-- Start of Entries supplied --
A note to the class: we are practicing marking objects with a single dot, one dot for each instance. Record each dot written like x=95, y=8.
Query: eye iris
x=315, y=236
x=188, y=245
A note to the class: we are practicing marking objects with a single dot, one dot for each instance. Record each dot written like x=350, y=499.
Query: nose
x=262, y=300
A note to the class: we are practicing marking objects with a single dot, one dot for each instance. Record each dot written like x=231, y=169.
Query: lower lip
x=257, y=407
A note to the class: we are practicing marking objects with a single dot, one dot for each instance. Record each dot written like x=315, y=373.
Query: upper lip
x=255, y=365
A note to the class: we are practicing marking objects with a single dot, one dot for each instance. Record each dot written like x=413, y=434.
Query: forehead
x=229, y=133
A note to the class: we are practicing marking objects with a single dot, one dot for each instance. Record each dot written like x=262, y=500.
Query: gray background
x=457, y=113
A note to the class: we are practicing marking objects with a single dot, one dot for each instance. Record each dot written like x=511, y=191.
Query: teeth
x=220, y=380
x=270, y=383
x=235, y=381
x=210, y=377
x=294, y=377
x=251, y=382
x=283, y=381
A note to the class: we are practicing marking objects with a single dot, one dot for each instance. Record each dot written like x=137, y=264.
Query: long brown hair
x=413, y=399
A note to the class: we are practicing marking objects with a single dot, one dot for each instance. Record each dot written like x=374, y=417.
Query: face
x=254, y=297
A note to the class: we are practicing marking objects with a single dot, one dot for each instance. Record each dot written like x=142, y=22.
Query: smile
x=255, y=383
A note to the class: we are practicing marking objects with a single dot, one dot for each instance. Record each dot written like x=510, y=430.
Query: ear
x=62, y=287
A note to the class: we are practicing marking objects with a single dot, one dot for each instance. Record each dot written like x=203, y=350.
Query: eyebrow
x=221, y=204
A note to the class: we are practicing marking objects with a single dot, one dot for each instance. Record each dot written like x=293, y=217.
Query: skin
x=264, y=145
-- End of Entries supplied --
Goal:
Copy all of the records above line for line, changing nothing.

Answer for the task:
A note to the class: we are practicing marking objects with a single dot, one dot for each instance. Record each dot written like x=95, y=8.
Query: eye iris
x=315, y=236
x=188, y=245
A note to the class: we are practicing marking objects with a single dot, one dot for each instance. Record each dot written like x=350, y=499.
Query: nose
x=262, y=300
A note to the class: we are practicing marking objects with a single dot, one dot for each instance. Record each dot written like x=231, y=169.
Query: lower lip
x=257, y=407
A note to the class: we are practicing marking objects with a single dot, one dot for each instance. Record each dot written like x=315, y=373.
Query: upper lip
x=255, y=365
A note to the class: we are practicing marking objects with a single dot, one dot for each instance. Record each dot written like x=413, y=434.
Query: forehead
x=229, y=133
A note to the class: we are practicing marking objects with a single dot, one dot for each instance. Record each dot written like x=262, y=500.
Query: gray background
x=457, y=113
A note to the class: we are practicing marking objects with a single dot, one dot for each instance. Record each dot written like x=511, y=191.
Query: teeth
x=220, y=380
x=270, y=383
x=235, y=381
x=210, y=377
x=294, y=377
x=251, y=382
x=283, y=381
A note to the class: we are practicing marking objects with a single dot, one dot for each instance. Record each dot written like x=137, y=264.
Query: long brown hair
x=413, y=399
A note to the class: we are practicing marking objects with a single dot, one dot for each instance. Record each dot written like x=374, y=417.
Query: face
x=254, y=297
A note to the class: we are practicing marking objects with a single dot, one dot for each instance. Record each dot written like x=142, y=22.
Query: smile
x=255, y=383
A note to the class: we are practicing marking objects with a single dot, one dot for each instance. Record each dot written like x=510, y=430.
Query: ear
x=62, y=287
A note to the class: we are practicing marking objects with a single dot, one dot for each instance. Record each dot written like x=203, y=350.
Query: eyebrow
x=221, y=204
A note to the class: we are practicing marking objects with a single dot, one dot for each instance. Record each dot written like x=293, y=217.
Query: skin
x=264, y=145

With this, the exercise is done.